> **Stated problem A**:
Could you update the entries from their first line through the line containing "159 224 L 155", rewriting that stretch in full with "black sandal" changed to "dark sandal" and everything else left as it is?

☆ ☆ ☆ ☆ ☆ ☆ ☆

Inertia :- Definition, types and Law of Inertia

On this page we will learn about law of inertia in physics, inertia and types of inertia. But before going any further on the topic we shall learn about the the Galileo's experiment on motion of objects. Let us first begin with the Galileo's experiments on the motion of objects and how he defined inertia and law of inertia.

Galileo's Experiments on the Motion of Objects

Galileo was the first to argue that objects move at a constant speed when no external force acts on them. On the basis of doing a few simple experiments, he came to this revolutionary conclusion. Let us discuss his experiments where he studied motion of objects on an inclined plane. (a) Galileo's Experiment with single inclined plane:- Galileo first investigated the motion of objects on an inclined plane, as seen in the image below.

His Observations:-

  1. The speed of an object increases as it moves down the inclined plane. This means that the object moving down the inclined plane accelerates.
  2. The object's speed reduces as it moves up the inclined plane. This means that object moving up the inclined plane decelerates. This happens due to the pull of gravity.
  3. Galileo reasoned from the previous two observations that when the plane has no slope, there should be no acceleration or deceleration. As a result, Galileo concluded that an object on a horizontal plane should move with constant velocity in a straight line path.

Galileo Experiment with single inclined plane

(b) Galileo's Experiments on two inclined planes combined together: Galileo did another experiment using a double inclined planes facing each other as shown below in the figure

Galileo Experiment with double inclined plane

His Observations:-

  1. Our first setup is shown in figure a. It is the case when the slopes of two planes are same and distance covered in rolling down one inclined plane is same as the distance covered in climbing up the other incline. When an object rolls down one inclined plane, it climbs up another. Due to friction, it nearly reaches the same height but falls short of the initial height. If friction did not exist, the object would have reached the same height as before. Under no circumstances is the final height higher than the initial height.
  2. Our second setup is shown in figure b. The slope of the upwardly inclined plane is reduced in this setup. The object must now go a greater distance to reach its maximum height. The object would need to travel a greater distance to achieve the same height as we decreased the upward inclined plane's slope.
  3. When the slope of second inclined plane is made zero i.e., second plane is made horizontal, the ball travels infinite distance in an ideal situation when there is no friction.

What is the Law of Inertia?

Galileo derived the law of inertia from the set of experiments mentioned in the previous section. Law of Inertia states that

A body moving with a certain speed along a straight path will continue to move with the same speed along the same straight path in the absence of external forces.

We've discussed the Aristotle's Fallacy , which states that an external force is always required to keep a body moving. This was proven incorrect when the concept of inertia was introduced.

What is Inertia in physics

  • According to the first law of motion, an object at rest will not move unless it is acted on by a force.

☆ ☆ ☆ ☆ ☆ ☆ ☆

> **Stated problem B**:
Can you go on with the piece on inertia and the law of inertia from the point where it stops?

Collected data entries

☆ ☆ ☆ ☆ ☆ ☆ ☆

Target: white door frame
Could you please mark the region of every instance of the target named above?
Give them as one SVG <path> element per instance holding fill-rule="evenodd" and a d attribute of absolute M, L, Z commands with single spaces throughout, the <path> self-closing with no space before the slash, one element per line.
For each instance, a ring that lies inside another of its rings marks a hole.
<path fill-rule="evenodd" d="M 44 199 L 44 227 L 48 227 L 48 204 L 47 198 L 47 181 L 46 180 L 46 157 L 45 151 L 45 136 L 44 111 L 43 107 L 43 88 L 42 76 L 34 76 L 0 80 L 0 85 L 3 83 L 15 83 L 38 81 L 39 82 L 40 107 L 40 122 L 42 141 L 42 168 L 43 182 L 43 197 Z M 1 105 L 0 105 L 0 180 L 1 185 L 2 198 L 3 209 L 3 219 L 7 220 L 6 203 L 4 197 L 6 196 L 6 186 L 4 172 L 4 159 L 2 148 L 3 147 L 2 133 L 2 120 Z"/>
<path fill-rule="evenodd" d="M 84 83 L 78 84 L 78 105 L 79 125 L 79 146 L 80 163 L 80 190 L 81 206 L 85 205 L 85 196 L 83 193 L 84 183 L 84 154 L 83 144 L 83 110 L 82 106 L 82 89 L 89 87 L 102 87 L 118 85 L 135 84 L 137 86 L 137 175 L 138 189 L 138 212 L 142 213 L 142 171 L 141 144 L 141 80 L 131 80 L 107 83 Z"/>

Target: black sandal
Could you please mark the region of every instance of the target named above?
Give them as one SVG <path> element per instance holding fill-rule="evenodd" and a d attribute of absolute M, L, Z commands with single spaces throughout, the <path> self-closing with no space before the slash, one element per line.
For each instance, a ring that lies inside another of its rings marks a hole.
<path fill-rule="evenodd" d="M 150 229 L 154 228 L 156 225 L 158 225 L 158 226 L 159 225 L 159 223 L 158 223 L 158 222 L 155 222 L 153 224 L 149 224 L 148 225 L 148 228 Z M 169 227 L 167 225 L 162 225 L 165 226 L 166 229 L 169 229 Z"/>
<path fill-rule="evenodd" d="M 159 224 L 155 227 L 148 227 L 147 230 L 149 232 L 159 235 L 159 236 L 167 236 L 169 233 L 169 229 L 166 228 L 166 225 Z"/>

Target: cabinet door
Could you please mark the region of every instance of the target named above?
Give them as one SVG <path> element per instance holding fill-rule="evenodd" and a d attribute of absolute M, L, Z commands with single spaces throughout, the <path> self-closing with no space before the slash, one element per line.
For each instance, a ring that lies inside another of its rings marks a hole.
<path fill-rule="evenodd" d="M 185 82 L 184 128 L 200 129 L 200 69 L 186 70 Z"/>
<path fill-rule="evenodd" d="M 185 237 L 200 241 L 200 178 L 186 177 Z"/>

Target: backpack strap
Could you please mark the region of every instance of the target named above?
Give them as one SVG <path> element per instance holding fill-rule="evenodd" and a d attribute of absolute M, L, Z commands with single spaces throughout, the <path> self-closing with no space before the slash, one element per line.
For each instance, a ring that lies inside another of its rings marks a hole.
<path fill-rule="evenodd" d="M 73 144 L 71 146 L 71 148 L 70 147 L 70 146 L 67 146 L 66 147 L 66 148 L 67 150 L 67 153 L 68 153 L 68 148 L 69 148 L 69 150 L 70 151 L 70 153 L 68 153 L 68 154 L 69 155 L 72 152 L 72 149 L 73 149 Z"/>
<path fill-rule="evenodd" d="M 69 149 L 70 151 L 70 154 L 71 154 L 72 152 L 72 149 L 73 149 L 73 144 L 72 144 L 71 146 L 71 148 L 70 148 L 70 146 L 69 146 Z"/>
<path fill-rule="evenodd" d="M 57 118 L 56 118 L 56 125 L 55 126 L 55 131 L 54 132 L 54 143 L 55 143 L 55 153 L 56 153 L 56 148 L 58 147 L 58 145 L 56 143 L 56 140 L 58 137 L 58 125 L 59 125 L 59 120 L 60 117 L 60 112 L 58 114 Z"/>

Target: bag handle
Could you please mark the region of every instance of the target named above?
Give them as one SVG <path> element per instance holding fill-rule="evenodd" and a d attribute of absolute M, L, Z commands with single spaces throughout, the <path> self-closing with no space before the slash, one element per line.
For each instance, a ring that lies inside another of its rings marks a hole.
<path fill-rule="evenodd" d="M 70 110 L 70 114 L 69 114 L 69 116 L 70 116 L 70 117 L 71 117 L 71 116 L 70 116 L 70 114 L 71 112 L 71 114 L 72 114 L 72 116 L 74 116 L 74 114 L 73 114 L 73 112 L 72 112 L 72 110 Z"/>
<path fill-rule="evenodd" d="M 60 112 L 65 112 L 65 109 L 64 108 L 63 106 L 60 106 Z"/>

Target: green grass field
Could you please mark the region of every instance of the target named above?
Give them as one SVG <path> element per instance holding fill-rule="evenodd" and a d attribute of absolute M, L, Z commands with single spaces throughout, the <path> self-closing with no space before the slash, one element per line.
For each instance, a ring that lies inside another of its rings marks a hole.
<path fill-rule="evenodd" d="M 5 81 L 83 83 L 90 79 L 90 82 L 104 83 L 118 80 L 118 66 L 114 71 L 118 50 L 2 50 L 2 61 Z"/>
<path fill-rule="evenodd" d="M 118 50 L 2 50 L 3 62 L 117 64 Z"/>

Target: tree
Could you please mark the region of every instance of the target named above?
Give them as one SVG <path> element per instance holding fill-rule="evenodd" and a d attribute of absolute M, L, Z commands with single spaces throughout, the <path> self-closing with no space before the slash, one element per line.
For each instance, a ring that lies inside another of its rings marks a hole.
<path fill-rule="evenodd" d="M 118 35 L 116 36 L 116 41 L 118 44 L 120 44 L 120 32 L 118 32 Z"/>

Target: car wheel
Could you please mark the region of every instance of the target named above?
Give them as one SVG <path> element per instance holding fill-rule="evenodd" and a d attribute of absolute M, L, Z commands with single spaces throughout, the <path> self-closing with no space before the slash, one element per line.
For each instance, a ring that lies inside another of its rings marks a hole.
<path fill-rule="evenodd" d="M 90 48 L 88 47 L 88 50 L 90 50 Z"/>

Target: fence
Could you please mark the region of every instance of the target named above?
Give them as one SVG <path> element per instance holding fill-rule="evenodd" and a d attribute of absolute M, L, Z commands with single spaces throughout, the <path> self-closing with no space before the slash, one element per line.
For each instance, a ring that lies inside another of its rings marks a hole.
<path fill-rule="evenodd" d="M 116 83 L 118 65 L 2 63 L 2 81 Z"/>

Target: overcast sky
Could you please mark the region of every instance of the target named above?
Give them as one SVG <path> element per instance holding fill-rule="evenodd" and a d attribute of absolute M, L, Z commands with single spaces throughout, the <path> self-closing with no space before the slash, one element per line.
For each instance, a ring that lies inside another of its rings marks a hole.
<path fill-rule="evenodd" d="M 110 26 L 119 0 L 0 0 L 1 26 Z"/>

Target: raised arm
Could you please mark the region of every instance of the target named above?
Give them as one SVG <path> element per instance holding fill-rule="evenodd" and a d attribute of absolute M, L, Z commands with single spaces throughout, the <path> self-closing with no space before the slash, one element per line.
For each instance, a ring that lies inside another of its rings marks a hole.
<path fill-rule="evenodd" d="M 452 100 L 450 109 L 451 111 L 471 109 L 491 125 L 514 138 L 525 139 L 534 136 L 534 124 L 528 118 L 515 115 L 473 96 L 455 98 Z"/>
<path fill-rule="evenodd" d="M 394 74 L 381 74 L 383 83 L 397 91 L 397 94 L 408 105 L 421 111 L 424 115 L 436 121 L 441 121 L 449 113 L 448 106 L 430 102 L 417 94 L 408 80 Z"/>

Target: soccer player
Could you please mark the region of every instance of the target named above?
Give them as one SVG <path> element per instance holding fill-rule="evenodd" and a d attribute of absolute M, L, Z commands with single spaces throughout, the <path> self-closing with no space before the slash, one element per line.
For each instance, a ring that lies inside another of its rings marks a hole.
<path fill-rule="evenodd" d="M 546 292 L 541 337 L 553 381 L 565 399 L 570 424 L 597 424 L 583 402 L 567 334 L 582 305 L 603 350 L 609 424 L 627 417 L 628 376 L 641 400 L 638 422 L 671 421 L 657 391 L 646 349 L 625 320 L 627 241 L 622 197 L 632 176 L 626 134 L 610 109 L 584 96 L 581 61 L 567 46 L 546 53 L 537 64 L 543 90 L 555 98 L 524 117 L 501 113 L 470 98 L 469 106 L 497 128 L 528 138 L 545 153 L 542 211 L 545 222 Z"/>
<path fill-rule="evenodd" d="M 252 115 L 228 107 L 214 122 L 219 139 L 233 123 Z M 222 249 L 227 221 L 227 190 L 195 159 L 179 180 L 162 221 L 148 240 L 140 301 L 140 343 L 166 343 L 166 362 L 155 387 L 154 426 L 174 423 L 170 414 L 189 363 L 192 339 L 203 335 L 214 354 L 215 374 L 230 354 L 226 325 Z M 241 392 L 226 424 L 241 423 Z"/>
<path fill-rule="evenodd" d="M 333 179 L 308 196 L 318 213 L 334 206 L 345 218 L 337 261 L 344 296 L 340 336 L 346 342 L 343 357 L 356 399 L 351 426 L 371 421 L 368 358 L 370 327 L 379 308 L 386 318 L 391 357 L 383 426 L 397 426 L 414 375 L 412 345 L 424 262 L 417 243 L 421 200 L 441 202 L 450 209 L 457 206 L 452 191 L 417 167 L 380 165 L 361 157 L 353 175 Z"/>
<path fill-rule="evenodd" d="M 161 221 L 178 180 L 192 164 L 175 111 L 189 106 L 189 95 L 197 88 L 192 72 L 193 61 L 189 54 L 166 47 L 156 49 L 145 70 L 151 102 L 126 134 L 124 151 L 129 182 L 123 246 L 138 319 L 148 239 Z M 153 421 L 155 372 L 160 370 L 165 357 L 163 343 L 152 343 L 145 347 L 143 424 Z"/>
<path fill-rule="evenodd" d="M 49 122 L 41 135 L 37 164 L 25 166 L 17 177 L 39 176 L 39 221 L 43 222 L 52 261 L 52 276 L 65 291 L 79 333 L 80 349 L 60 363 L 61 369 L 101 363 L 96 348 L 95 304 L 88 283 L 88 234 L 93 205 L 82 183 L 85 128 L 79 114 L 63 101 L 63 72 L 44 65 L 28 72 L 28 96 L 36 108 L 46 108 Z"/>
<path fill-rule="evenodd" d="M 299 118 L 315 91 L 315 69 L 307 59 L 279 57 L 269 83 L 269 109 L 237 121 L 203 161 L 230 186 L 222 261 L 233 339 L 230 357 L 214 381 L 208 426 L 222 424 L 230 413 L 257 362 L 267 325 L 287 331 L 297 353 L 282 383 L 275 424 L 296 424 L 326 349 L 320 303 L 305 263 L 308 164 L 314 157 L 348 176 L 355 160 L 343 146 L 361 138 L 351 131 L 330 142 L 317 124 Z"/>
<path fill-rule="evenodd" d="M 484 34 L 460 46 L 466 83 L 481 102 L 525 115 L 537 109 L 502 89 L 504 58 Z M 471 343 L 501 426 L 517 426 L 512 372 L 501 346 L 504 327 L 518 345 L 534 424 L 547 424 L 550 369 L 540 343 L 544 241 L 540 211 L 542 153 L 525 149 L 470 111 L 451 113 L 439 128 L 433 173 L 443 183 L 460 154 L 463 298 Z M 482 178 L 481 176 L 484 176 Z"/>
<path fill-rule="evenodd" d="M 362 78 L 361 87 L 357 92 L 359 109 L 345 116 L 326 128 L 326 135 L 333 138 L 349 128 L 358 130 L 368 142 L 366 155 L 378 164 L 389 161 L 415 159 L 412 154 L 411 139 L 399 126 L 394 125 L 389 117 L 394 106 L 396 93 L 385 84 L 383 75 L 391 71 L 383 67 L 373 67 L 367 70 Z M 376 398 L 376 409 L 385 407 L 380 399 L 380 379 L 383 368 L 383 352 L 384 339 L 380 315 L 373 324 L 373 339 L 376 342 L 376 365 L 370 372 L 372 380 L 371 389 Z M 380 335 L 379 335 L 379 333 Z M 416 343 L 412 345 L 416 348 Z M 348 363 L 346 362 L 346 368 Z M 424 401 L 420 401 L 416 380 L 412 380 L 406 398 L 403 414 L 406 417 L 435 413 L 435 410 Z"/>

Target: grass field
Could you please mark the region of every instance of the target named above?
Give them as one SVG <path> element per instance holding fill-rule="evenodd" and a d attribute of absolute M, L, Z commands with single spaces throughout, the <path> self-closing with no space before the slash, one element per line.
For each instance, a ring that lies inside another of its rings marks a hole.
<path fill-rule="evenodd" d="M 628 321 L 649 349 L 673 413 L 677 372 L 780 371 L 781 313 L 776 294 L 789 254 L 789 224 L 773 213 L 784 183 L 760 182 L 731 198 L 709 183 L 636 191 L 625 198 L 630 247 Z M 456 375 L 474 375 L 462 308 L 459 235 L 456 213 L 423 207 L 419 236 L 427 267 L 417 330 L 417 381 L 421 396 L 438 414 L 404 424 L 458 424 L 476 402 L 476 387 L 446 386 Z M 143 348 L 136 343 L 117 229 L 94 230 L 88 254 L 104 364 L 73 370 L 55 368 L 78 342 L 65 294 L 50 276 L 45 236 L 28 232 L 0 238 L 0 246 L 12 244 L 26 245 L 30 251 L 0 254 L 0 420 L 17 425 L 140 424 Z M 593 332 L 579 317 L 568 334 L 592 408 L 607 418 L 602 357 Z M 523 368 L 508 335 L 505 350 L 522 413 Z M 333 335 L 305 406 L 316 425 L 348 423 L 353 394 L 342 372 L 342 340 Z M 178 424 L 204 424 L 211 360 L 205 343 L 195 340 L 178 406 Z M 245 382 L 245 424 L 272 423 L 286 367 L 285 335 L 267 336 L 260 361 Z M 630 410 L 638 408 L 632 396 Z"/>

☆ ☆ ☆ ☆ ☆ ☆ ☆

> **Expected output A**:
Target: white door frame
Could you please mark the region of every instance of the target named above?
Give them as one SVG <path> element per instance holding fill-rule="evenodd" and a d attribute of absolute M, L, Z commands with single spaces throughout, the <path> self-closing with no space before the slash, one element per line.
For each instance, a ring that lies inside another of its rings marks a hole.
<path fill-rule="evenodd" d="M 44 199 L 44 227 L 48 227 L 48 204 L 47 198 L 47 181 L 46 180 L 46 157 L 45 151 L 45 136 L 44 111 L 43 107 L 43 88 L 42 76 L 34 76 L 0 80 L 0 85 L 3 83 L 15 83 L 38 81 L 39 82 L 40 107 L 40 122 L 42 141 L 42 168 L 43 182 L 43 197 Z M 1 105 L 0 105 L 0 180 L 1 185 L 2 198 L 3 209 L 3 219 L 7 220 L 6 203 L 4 197 L 6 196 L 6 186 L 4 172 L 4 159 L 2 148 L 3 147 L 2 133 L 2 120 Z"/>
<path fill-rule="evenodd" d="M 84 83 L 78 84 L 78 105 L 79 125 L 79 146 L 80 163 L 80 190 L 81 206 L 85 205 L 85 196 L 83 193 L 84 183 L 84 154 L 83 144 L 83 110 L 82 106 L 82 89 L 89 87 L 102 87 L 118 85 L 135 84 L 137 86 L 137 175 L 138 189 L 138 212 L 142 213 L 142 171 L 141 144 L 141 80 L 131 80 L 107 83 Z"/>

Target: dark sandal
Could you please mark the region of every instance of the target named above?
Give them as one SVG <path> element per instance holding fill-rule="evenodd" and a d attribute of absolute M, L, Z commands with single spaces throughout, the <path> self-closing with no space before the slash, one element per line.
For each instance, a ring that lies inside another of its rings marks a hole.
<path fill-rule="evenodd" d="M 150 229 L 154 228 L 156 225 L 158 225 L 158 226 L 159 225 L 159 223 L 158 223 L 158 222 L 155 222 L 153 224 L 149 224 L 148 225 L 148 228 Z M 169 227 L 167 225 L 162 225 L 165 226 L 166 229 L 169 229 Z"/>
<path fill-rule="evenodd" d="M 159 224 L 155 227 L 148 227 L 147 230 L 149 232 L 159 235 L 159 236 L 167 236 L 169 233 L 169 229 L 166 228 L 166 225 Z"/>

> **Expected output B**:
  • Inertia of rest refers to the inherent property of objects to remain at rest unless acted upon by a force. Consider the case of an object moving in a straight line with uniform velocity. According to Newton's law, it would continue to move in a uniform manner.
  • This inherent property that causes a body in uniform motion to tend to maintain its uniform motion is known as inertia of motion.
  • Combining two statements, Inertia is the property of an object to remain at rest or in uniform rectilinear motion unless acted upon by a force.

Relation between mass and inertia

  • The mass of any body is a measure of its inertia. For example, if we apply an equal amount of force to two objects of different mass (say, say, $m_1$ and $m_2$), the acceleration of both objects will be different (i.e., both $a_1$ and $a_2$ would be different).
  • The acceleration of a larger mass object would be less than the acceleration of a smaller mass object. As a result, as the body's mass increases, the acceleration decreases and the inertia increases.
  • In other words, the heavier the body, the greater the force required to change its state, and thus the greater its inertia. The opposite is also true.
  • Newton's first law of motion, also reveals this fundamental property of matter (inertia) and is also referred to as the law of inertia.

Types of Inertia

Inertia of a body are of three types

  1. Inertia of rest
  2. Inertia of motion
  3. Inertia of direction Let us discuss each one of these types of inertia along wit few examples.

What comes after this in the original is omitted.